--- Rows from a dataset ---
============
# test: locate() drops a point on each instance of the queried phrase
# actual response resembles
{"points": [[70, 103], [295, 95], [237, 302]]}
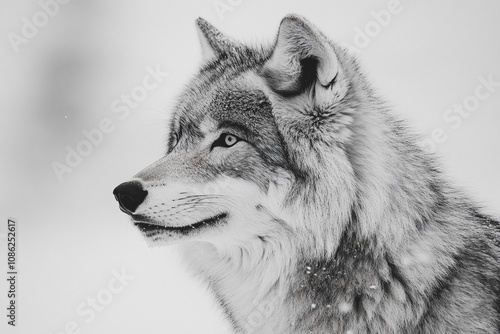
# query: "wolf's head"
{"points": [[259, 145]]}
============
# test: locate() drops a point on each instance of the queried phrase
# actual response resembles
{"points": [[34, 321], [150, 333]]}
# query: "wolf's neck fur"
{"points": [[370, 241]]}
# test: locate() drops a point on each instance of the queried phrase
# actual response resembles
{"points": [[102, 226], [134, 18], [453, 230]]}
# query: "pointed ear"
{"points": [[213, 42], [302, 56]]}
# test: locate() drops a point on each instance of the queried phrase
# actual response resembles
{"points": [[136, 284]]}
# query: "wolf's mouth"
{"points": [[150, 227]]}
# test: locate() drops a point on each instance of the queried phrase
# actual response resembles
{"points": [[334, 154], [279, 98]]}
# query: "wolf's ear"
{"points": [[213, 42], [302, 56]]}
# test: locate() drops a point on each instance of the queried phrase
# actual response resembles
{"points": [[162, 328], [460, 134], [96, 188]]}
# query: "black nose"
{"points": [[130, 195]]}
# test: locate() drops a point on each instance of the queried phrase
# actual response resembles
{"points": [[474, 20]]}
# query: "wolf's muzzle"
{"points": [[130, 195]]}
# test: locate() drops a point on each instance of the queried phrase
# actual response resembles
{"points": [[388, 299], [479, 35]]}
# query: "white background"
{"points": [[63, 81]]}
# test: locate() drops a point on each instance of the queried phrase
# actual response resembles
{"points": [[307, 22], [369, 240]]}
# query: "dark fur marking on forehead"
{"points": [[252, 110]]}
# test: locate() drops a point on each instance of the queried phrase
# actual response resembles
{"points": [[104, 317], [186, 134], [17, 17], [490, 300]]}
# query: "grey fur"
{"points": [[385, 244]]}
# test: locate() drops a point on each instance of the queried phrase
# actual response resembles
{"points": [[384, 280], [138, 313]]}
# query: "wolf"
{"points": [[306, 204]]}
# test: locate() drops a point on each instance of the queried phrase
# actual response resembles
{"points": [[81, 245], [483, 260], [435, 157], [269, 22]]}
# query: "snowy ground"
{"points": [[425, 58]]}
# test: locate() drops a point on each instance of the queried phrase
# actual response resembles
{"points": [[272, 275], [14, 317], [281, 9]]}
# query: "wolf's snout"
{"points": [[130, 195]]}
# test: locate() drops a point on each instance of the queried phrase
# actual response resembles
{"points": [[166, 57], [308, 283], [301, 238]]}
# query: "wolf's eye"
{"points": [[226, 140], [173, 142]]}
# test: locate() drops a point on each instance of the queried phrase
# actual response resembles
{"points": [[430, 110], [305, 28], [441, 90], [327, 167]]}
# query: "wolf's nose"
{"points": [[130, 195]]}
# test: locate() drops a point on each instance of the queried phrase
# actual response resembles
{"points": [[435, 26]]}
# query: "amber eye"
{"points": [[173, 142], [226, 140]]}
============
--- DIRECTIVE ---
Pick out each line in the records above that contains the word "wolf" and copy those lines.

--- RESULT OF THIS TASK ---
# query: "wolf's head"
# query: "wolf's neck fur"
# query: "wolf's mouth"
# query: "wolf's ear"
# query: "wolf's muzzle"
# query: "wolf"
# query: "wolf's snout"
# query: "wolf's eye"
# query: "wolf's nose"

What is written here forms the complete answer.